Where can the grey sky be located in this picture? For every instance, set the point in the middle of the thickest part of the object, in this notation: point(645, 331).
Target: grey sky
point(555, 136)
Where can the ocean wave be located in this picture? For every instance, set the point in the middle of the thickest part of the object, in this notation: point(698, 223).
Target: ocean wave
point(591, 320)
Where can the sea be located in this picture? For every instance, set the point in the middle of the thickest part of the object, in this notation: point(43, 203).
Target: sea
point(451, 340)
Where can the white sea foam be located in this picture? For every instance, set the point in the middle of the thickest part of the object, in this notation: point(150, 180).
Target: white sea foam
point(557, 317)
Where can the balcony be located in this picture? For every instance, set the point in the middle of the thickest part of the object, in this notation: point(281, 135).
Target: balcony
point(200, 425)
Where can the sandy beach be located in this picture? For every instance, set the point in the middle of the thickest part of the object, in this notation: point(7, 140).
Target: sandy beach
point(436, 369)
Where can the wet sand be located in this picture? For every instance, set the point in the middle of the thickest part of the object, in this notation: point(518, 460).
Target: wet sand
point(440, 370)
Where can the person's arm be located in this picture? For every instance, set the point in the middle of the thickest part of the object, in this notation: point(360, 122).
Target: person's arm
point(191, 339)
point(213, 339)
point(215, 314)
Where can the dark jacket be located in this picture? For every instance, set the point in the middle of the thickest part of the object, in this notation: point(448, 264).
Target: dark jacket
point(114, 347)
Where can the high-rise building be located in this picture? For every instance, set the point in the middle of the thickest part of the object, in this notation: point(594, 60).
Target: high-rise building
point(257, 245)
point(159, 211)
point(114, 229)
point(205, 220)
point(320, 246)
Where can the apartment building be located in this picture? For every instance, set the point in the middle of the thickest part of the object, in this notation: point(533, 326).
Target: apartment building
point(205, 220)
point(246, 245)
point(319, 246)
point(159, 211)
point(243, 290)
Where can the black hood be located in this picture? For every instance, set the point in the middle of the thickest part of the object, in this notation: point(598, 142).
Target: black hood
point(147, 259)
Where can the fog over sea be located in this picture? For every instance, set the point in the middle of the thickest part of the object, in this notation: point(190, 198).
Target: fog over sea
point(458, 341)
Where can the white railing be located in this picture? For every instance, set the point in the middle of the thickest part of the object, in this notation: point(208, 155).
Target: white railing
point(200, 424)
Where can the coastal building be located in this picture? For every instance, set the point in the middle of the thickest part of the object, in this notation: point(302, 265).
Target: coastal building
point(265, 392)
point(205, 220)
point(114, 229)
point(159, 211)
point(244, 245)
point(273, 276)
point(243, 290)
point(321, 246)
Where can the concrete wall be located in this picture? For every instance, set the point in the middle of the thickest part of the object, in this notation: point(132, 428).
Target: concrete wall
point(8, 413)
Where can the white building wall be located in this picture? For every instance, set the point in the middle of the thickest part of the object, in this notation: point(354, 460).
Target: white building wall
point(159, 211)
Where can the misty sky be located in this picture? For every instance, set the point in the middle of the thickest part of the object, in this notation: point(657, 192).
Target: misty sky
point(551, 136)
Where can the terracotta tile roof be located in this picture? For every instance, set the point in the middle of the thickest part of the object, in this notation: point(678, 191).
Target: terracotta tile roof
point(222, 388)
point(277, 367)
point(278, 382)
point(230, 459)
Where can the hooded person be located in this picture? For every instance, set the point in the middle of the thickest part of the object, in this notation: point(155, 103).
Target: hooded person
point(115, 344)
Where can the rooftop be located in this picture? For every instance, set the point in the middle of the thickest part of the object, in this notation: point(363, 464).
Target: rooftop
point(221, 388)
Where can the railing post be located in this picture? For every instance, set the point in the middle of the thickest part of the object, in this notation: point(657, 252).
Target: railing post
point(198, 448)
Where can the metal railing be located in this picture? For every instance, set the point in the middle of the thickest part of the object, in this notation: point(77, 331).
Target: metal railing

__What you need to do__
Rewrite the part of the items above that opens with the line containing "Where can the dark" and closes with the line containing "point(114, 347)" as a Markdown table with the columns Row and Text. Give each line its own numbered row, and leave out any blank lines.

__Worked solution__
| Row | Text |
|---|---|
| 1 | Where can the dark jacket be located in this picture? For every instance, set the point in the middle of the thickest part of the object, in this notation: point(448, 264). |
| 2 | Target: dark jacket |
| 3 | point(114, 347) |